ABOUT THIS EXERCISE -
Top to bottom, output the entries that follow exactly.

Dataset entries:
----------

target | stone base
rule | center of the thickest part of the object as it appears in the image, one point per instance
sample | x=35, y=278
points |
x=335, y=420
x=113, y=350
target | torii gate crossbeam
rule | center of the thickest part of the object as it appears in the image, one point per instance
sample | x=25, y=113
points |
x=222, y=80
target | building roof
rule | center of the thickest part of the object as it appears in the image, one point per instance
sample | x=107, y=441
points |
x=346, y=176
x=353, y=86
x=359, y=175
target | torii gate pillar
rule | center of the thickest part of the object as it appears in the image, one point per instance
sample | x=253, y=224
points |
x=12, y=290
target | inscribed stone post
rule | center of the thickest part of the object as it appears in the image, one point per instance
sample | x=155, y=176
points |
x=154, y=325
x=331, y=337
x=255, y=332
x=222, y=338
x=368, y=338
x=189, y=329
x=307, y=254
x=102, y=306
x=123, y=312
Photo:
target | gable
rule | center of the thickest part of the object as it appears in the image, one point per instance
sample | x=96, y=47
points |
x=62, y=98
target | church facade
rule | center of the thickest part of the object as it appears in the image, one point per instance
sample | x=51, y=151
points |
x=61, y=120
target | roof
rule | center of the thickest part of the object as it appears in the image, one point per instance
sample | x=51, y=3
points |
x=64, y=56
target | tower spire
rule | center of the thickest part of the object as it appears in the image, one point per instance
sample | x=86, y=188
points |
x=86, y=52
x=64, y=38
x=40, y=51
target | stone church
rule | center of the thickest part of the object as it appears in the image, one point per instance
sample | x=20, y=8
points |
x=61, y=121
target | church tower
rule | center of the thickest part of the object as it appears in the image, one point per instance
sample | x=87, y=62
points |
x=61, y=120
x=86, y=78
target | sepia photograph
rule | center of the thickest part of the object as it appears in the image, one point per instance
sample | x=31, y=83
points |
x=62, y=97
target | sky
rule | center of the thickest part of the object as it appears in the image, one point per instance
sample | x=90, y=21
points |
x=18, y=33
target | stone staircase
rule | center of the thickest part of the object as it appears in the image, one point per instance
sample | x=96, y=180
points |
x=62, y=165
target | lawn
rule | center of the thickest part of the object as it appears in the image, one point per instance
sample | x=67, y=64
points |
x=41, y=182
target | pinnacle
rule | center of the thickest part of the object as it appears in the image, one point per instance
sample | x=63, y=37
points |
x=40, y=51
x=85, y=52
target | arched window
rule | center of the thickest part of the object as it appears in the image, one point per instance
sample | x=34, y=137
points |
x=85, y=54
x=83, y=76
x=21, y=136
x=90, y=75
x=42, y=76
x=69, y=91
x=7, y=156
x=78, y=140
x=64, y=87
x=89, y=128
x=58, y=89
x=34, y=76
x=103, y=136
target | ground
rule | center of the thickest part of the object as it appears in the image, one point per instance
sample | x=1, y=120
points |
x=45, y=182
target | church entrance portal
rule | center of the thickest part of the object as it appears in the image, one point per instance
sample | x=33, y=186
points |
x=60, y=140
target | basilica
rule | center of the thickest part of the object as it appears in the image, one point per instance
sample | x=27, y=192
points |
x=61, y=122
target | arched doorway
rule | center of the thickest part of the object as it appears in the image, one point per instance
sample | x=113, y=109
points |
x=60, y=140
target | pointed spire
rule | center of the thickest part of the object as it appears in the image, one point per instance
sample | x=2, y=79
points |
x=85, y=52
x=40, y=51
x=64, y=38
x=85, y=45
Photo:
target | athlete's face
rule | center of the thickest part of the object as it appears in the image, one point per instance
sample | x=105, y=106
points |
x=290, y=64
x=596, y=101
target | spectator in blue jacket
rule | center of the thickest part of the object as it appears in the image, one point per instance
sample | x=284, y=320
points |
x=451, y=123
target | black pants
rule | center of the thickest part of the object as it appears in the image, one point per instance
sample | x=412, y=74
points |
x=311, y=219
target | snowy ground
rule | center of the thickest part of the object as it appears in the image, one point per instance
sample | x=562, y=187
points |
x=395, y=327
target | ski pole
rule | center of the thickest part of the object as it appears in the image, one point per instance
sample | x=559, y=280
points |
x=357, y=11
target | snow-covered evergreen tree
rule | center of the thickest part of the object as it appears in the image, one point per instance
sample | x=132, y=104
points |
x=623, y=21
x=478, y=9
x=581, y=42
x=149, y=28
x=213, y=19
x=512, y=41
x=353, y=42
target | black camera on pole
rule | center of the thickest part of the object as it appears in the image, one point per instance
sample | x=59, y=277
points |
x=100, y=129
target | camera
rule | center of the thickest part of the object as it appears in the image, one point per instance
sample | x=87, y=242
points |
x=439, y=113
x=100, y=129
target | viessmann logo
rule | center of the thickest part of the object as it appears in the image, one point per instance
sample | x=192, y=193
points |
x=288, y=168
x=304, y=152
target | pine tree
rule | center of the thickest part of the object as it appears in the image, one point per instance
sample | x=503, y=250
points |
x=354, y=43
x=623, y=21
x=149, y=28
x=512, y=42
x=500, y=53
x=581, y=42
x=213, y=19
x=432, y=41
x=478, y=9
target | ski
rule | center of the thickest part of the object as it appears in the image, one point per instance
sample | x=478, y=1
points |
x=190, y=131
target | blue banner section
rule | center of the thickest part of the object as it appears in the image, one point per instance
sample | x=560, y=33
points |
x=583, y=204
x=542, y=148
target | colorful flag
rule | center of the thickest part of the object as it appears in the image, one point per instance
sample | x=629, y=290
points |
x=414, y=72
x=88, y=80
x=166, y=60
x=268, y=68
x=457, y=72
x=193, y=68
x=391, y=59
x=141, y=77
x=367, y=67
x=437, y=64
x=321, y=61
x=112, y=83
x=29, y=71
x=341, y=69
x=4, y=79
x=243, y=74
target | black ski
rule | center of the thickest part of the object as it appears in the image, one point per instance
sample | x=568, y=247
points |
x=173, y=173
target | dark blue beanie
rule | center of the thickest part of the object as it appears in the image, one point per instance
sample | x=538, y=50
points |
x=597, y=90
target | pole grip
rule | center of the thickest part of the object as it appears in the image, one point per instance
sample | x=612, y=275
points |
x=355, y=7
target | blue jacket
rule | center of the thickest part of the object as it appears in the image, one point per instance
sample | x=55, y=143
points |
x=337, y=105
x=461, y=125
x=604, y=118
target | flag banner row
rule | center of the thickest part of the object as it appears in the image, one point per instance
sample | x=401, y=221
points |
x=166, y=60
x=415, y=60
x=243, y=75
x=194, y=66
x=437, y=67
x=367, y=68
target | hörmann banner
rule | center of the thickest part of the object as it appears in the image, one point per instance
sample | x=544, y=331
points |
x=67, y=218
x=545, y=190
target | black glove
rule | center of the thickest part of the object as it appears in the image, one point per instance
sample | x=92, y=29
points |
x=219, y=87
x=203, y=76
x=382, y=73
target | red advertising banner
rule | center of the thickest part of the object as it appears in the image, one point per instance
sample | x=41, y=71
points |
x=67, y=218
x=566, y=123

----------

SOLUTION TO THIS TASK -
target | stone base
rule | center of the thickest part of the object as it appears in the image, one point per instance
sample | x=35, y=278
points |
x=335, y=420
x=113, y=350
target | torii gate crossbeam
rule | center of the thickest part of the object as it appears in the image, one point per instance
sample | x=25, y=113
points |
x=222, y=80
target | building roof
rule | center of the thickest part of the object as it appears in the image, one point per instance
sample | x=107, y=441
points |
x=346, y=176
x=353, y=86
x=359, y=175
target | torii gate pillar
rule | center of the thickest part of the object as it appears in the image, one point per instance
sample | x=253, y=224
points |
x=12, y=290
target | inscribed stone post
rule | center of the thickest part of the object as it appears in the image, one point per instance
sample | x=155, y=176
points |
x=154, y=325
x=331, y=337
x=255, y=332
x=222, y=338
x=368, y=338
x=189, y=329
x=307, y=254
x=102, y=306
x=123, y=312
Photo:
target | gable
rule | center of the thickest part of the object as it appears in the image, one point per instance
sample | x=96, y=47
points |
x=62, y=98
target | church facade
rule | center of the thickest part of the object as it appears in the image, one point per instance
sample | x=51, y=151
points |
x=61, y=120
target | roof
rule | center of the thickest part of the object as it appears in the image, one point per instance
sample | x=51, y=3
points |
x=64, y=56
target | tower spire
rule | center of the thickest part of the object as it appears in the image, one point per instance
sample | x=86, y=188
points |
x=86, y=52
x=64, y=38
x=40, y=51
target | stone church
rule | center of the thickest part of the object as it appears in the image, one point per instance
sample | x=20, y=8
points |
x=61, y=121
target | church tower
rule | center of the thickest part of the object as it appears in the image, one point per instance
sample | x=87, y=62
points |
x=61, y=120
x=86, y=78
target | sepia photograph
rule | center of the thickest part of the object as it appears in the image, one point per instance
sample | x=31, y=83
points |
x=62, y=97
target | sky
rule | center of the thickest part of the object as it appears in the image, one point per instance
sample | x=90, y=21
points |
x=18, y=33
target | stone staircase
rule | center of the thickest part of the object as it appears in the image, one point per instance
sample | x=96, y=180
points |
x=62, y=165
target | lawn
rule | center of the thickest part of the object as it appears in the image, one point per instance
sample | x=67, y=64
points |
x=41, y=182
target | pinnacle
rule | center of the thickest part of the object as it appears in the image, one point per instance
sample | x=63, y=37
points |
x=40, y=51
x=85, y=52
target | arched window
rule | center of the thickest part of the object as it appears in the image, one point per instance
sample | x=34, y=137
points |
x=85, y=54
x=83, y=76
x=21, y=136
x=90, y=75
x=42, y=76
x=69, y=91
x=7, y=156
x=78, y=140
x=64, y=87
x=89, y=128
x=58, y=89
x=34, y=76
x=103, y=136
target | ground
rule | center of the thickest part of the object as it appears in the image, one point per instance
sample | x=1, y=120
points |
x=45, y=182
target | church entrance portal
rule | center of the thickest part of the object as it appears in the image, one point per instance
sample | x=33, y=186
points |
x=60, y=140
target | basilica
rule | center of the thickest part of the object as it appears in the image, one point per instance
sample | x=27, y=192
points |
x=61, y=122
target | arched doorway
rule | center of the thickest part of the object as it appears in the image, one point per instance
sample | x=113, y=109
points |
x=60, y=140
target | pointed spire
rule | center of the thickest part of the object as it appears in the image, one point per instance
sample | x=2, y=79
points |
x=85, y=52
x=40, y=51
x=64, y=38
x=85, y=45
Photo:
target | athlete's face
rule | center of the thickest part of the object as it appears in the image, one point per instance
sample | x=105, y=106
points |
x=290, y=64
x=596, y=101
target | spectator in blue jacket
rule | center of the thickest part of the object as it appears in the image, one point per instance
sample | x=284, y=320
points |
x=451, y=123
target | black pants
rule | center of the thickest part of the object as it appears in the image, one point per instance
sample | x=412, y=74
points |
x=311, y=219
target | snowy ground
rule | center of the thickest part of the object as it appears in the image, one point per instance
sample | x=562, y=187
points |
x=395, y=327
target | ski pole
rule | center of the thickest part of the object as it appears in the image, one point per instance
sample | x=559, y=280
points |
x=357, y=11
target | snow-covered evergreen tree
rule | center of the thickest part of the object as it appears in the image, one point per instance
sample | x=132, y=104
points |
x=623, y=21
x=478, y=9
x=581, y=42
x=149, y=28
x=213, y=19
x=512, y=41
x=353, y=42
target | black camera on pole
rule | center of the thickest part of the object as it appears in the image, one point per instance
sample | x=59, y=277
points |
x=100, y=129
target | camera
rule | center of the thickest part of the object as it appears in the image, one point per instance
sample | x=87, y=242
points |
x=439, y=113
x=100, y=129
target | viessmann logo
rule | center of the thickest part of the object as it appears in the image, one point per instance
sample | x=192, y=193
points |
x=288, y=168
x=304, y=152
target | pine tree
rule | center of the thickest part of the object as it appears in the image, one point per instance
sample | x=503, y=250
points |
x=354, y=43
x=623, y=21
x=149, y=28
x=512, y=42
x=500, y=53
x=581, y=42
x=213, y=19
x=432, y=41
x=478, y=9
target | ski
rule | center of the thickest part of the object as it appears in the image, one point per instance
sample | x=478, y=1
points |
x=190, y=131
target | blue banner section
rule | center of the thickest part of the object as it appears in the image, one point per instance
sample | x=560, y=33
points |
x=583, y=204
x=542, y=148
target | colorful flag
rule | center of the thickest part of the object as it appears in the image, one point per instance
sample | x=629, y=290
points |
x=414, y=72
x=88, y=80
x=166, y=60
x=268, y=68
x=457, y=72
x=193, y=68
x=391, y=59
x=141, y=77
x=367, y=67
x=437, y=64
x=321, y=61
x=112, y=83
x=29, y=71
x=341, y=69
x=4, y=79
x=243, y=74
target | black ski
rule | center of the thickest part of the object as it appears in the image, one point per instance
sample | x=568, y=247
points |
x=173, y=173
target | dark blue beanie
rule | center of the thickest part of the object as it appears in the image, one point per instance
sample | x=538, y=50
points |
x=597, y=90
target | pole grip
rule | center of the thickest part of the object as it appears in the image, one point per instance
sample | x=612, y=275
points |
x=355, y=7
target | blue jacket
rule | center of the thickest part of the object as it appears in the image, one point per instance
sample | x=55, y=143
points |
x=337, y=105
x=461, y=125
x=604, y=118
target | flag banner row
rule | center of the thickest part of the object as it appears in the image, one point per instance
sample | x=401, y=221
points |
x=166, y=60
x=415, y=60
x=243, y=75
x=194, y=66
x=437, y=67
x=367, y=68
target | hörmann banner
rule | center of the thickest part of the object as it appears in the image, one point per instance
sample | x=544, y=331
points |
x=67, y=218
x=545, y=190
target | black glove
rule | center of the thickest part of the object as it appears in the image, one point per instance
sample | x=92, y=29
points |
x=219, y=87
x=203, y=76
x=382, y=73
target | red advertising banner
rule | center of the thickest part of the object as it appears in the image, one point per instance
sample | x=41, y=71
points |
x=67, y=218
x=566, y=123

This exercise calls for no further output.